EXCERTO DO DOCUMENTO:
O júri do 70º Festival de Cannes, presidido pelo espanhol Pedro Almodóvar, dividiu os críticos ao atribuir a Palma de Ouro à comédia sueca "The Square", uma decisão surpreendente e ousada em detrimento de "120 Battements par Minute" e "Loveless", que eram considerados os favoritos.

A comédia realizada por Ruben Östlund, uma sátira feroz ao mundo da arte, provocou muitos risos no festival, mas poucos imaginavam que poderia levar a Palma de Ouro.

"O júri de Pedro Almodóvar seguiu o caminho fácil", lamenta a revista cultural francesa Télérama.

Satisfeito, o jornal francês Le Figaro comemorou porque "por uma vez, críticos, cinéfilos e júri estão na mesma onda".

A opinião mais calma veio da revista francesa Les Inrockuptibles: "A Palma de Östlund não é escandalosa, mas a nossa preferência era '120 Battements par Minute", um filme menos sedutor à primeira vista, mas, no entanto, mais profundo e comprometido".

TAREFA PEDIDA: Extrai, na íntegra e sem qualquer alteração, o texto sobre a Palma de Ouro do Festival de Cannes.

Rótulos dos pontos dos objetos:
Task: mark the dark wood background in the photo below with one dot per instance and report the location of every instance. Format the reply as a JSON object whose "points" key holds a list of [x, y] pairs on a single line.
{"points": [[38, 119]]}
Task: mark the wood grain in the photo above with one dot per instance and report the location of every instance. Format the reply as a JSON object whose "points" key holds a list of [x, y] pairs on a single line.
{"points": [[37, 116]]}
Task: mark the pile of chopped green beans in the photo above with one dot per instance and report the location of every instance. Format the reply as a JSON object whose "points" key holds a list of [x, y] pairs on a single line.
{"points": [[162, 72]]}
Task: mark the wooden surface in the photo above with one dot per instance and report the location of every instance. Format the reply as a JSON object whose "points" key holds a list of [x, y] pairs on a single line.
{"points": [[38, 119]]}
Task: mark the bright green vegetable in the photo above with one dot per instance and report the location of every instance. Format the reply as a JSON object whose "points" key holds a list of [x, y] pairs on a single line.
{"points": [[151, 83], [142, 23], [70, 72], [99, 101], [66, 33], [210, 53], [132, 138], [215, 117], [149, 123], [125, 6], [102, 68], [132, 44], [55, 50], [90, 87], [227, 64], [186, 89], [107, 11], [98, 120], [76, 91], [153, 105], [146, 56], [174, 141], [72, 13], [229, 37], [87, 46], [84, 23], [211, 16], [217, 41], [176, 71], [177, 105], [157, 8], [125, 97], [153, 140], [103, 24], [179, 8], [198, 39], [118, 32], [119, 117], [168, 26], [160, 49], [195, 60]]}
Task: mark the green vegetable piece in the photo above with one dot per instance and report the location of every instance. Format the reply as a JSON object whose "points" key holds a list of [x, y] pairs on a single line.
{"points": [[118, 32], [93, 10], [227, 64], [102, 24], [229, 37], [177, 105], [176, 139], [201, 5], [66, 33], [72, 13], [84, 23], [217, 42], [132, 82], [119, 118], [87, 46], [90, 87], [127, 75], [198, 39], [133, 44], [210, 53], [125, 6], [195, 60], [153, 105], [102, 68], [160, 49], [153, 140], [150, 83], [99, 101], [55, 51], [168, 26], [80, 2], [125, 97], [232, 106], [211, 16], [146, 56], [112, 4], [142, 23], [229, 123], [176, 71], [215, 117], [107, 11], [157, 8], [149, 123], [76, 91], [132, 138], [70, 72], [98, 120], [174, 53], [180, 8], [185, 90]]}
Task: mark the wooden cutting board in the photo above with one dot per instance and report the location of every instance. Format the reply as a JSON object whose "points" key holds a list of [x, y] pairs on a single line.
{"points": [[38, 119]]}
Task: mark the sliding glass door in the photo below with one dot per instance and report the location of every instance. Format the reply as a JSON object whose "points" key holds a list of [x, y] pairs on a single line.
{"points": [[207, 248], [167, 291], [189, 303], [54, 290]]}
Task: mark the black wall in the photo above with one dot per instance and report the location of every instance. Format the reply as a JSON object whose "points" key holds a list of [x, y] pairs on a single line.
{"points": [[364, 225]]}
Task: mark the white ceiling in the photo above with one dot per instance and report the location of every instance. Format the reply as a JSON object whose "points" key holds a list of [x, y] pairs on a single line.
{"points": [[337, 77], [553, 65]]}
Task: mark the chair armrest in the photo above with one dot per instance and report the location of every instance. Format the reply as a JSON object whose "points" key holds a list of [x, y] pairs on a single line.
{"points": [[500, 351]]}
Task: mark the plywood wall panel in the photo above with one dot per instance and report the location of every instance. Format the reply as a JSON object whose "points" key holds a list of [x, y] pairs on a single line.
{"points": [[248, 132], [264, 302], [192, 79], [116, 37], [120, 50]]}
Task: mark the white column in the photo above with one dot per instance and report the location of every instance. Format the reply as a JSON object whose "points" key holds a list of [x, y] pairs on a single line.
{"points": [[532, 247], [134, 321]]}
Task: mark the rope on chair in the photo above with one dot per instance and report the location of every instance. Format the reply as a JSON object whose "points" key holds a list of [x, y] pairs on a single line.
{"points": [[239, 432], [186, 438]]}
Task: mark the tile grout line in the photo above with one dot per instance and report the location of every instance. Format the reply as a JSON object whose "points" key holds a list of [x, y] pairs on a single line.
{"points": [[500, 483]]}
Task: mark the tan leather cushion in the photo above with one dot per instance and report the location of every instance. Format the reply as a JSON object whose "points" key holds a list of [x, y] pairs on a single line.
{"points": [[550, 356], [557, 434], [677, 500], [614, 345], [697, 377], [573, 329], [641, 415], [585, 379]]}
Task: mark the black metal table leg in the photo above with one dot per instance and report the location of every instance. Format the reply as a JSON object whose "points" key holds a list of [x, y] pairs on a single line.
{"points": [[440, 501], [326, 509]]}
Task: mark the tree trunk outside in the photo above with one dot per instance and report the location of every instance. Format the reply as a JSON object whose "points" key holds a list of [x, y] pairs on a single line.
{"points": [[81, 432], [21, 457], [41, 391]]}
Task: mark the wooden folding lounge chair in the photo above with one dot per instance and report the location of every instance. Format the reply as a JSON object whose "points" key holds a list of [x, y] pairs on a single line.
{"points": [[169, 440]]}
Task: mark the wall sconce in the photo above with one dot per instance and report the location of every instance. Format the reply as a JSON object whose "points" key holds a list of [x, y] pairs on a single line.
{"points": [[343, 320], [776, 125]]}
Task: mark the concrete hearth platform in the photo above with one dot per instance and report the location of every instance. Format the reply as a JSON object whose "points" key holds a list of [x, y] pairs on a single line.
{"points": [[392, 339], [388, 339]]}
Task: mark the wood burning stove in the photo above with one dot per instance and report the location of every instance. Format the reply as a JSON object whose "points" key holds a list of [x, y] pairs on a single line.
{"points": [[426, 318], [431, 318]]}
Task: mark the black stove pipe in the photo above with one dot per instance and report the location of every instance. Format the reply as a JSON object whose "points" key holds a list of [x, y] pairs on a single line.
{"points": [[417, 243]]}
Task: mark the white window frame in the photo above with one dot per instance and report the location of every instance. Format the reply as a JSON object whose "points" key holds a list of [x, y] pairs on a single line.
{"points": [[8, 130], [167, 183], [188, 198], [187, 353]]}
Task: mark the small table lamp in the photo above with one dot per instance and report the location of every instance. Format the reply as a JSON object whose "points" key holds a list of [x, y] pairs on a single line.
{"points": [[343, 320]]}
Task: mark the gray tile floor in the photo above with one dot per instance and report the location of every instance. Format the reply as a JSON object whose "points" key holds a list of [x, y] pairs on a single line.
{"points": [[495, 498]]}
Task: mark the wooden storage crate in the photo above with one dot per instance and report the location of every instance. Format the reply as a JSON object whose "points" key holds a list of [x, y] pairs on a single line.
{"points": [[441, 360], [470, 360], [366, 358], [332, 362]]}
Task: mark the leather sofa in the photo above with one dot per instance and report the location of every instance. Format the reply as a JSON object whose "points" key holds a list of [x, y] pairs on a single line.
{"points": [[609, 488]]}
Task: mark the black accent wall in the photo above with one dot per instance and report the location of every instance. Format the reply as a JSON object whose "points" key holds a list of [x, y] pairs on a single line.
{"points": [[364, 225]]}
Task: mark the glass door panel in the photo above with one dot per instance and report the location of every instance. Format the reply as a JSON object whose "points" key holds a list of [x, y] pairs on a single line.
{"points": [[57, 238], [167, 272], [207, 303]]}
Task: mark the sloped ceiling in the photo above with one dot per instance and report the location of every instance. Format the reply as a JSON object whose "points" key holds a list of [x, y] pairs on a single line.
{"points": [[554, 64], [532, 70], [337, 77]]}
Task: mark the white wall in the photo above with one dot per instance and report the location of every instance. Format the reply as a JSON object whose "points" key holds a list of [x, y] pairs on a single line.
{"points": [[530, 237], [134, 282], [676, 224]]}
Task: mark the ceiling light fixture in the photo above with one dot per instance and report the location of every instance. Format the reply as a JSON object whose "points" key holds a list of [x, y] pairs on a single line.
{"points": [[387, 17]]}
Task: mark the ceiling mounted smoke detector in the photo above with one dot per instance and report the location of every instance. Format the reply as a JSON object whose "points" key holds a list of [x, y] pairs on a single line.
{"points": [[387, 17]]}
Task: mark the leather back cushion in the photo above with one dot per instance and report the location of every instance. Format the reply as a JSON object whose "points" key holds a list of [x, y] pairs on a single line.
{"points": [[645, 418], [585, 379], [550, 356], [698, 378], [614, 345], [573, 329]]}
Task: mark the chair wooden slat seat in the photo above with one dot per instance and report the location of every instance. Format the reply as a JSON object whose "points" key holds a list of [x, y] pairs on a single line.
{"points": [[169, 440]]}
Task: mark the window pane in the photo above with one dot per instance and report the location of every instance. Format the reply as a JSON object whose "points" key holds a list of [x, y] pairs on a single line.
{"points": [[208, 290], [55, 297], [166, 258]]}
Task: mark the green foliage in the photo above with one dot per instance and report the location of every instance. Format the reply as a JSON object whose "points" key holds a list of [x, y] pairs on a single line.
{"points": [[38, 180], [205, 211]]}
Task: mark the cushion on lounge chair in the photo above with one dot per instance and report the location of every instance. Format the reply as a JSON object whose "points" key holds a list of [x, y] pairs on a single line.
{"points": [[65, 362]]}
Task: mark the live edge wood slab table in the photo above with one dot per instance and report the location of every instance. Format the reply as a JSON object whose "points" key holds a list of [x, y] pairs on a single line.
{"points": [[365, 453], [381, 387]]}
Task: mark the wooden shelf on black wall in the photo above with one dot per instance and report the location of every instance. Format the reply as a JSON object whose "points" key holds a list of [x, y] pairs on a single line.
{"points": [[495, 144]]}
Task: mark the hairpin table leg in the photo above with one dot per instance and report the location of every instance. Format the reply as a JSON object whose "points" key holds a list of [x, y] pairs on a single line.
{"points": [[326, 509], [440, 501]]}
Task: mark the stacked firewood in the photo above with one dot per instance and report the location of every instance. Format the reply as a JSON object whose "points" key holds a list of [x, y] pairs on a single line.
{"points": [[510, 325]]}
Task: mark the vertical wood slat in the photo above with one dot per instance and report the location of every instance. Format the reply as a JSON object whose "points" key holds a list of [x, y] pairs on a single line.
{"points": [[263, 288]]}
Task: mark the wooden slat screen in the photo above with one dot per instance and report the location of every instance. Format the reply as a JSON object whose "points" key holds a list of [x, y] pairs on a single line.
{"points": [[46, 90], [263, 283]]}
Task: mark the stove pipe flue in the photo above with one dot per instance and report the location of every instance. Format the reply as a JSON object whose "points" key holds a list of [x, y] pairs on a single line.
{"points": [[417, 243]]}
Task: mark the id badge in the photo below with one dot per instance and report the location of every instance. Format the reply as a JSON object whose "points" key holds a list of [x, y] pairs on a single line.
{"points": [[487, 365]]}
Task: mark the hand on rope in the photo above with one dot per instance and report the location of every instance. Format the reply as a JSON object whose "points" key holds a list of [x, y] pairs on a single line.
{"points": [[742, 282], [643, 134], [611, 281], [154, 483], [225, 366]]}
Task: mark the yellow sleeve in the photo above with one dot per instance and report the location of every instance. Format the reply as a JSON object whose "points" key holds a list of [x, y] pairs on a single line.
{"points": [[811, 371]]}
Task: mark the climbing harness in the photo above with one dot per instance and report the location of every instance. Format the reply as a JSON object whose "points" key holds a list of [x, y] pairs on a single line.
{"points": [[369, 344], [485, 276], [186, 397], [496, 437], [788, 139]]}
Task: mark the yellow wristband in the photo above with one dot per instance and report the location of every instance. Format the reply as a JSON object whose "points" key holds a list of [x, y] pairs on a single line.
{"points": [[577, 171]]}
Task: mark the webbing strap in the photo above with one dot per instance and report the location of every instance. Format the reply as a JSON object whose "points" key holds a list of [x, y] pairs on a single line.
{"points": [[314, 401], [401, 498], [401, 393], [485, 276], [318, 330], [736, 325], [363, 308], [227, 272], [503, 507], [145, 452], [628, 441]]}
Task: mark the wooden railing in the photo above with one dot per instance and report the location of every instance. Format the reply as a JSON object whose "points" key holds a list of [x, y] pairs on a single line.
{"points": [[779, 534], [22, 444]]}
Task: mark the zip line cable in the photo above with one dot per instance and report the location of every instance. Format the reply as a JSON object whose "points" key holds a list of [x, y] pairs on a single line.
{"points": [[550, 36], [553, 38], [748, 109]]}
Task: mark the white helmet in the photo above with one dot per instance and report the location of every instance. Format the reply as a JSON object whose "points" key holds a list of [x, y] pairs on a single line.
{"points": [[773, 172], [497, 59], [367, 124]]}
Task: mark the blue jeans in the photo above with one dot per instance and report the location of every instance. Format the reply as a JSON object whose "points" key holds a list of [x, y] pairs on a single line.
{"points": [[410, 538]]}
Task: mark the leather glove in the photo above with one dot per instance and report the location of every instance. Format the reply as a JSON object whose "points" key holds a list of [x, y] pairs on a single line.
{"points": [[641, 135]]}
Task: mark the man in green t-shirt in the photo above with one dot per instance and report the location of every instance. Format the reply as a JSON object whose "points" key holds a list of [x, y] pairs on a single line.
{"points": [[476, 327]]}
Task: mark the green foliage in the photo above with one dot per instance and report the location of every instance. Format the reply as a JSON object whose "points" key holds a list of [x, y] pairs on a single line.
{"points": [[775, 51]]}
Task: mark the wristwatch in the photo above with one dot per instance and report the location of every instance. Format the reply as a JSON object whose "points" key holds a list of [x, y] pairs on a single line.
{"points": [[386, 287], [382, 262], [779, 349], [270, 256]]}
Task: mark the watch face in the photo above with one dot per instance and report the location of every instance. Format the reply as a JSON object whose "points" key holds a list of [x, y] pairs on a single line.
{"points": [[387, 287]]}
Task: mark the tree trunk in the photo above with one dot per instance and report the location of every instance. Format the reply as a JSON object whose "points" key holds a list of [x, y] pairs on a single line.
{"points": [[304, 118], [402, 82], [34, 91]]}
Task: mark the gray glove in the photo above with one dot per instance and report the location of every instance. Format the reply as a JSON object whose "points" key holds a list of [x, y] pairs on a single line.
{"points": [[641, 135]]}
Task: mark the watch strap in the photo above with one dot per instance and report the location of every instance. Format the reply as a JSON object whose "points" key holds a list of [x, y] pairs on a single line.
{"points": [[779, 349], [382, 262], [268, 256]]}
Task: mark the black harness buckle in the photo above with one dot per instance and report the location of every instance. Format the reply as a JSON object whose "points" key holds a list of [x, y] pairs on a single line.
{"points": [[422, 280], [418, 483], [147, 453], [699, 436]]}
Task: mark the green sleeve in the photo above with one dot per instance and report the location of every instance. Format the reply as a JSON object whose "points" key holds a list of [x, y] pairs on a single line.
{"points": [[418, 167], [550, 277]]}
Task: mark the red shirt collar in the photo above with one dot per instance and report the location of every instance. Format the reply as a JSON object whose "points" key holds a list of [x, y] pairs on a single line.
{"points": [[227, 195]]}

TAREFA CONCLUÍDA:
O júri do 70º Festival de Cannes, presidido pelo espanhol Pedro Almodóvar, dividiu os críticos ao atribuir a Palma de Ouro à comédia sueca "The Square", uma decisão surpreendente e ousada em detrimento de "120 Battements par Minute" e "Loveless", que eram considerados os favoritos.

A comédia realizada por Ruben Östlund, uma sátira feroz ao mundo da arte, provocou muitos risos no festival, mas poucos imaginavam que poderia levar a Palma de Ouro.

"O júri de Pedro Almodóvar seguiu o caminho fácil", lamenta a revista cultural francesa Télérama.

Satisfeito, o jornal francês Le Figaro comemorou porque "por uma vez, críticos, cinéfilos e júri estão na mesma onda".

A opinião mais calma veio da revista francesa Les Inrockuptibles: "A Palma de Östlund não é escandalosa, mas a nossa preferência era '120 Battements par Minute", um filme menos sedutor à primeira vista, mas, no entanto, mais profundo e comprometido".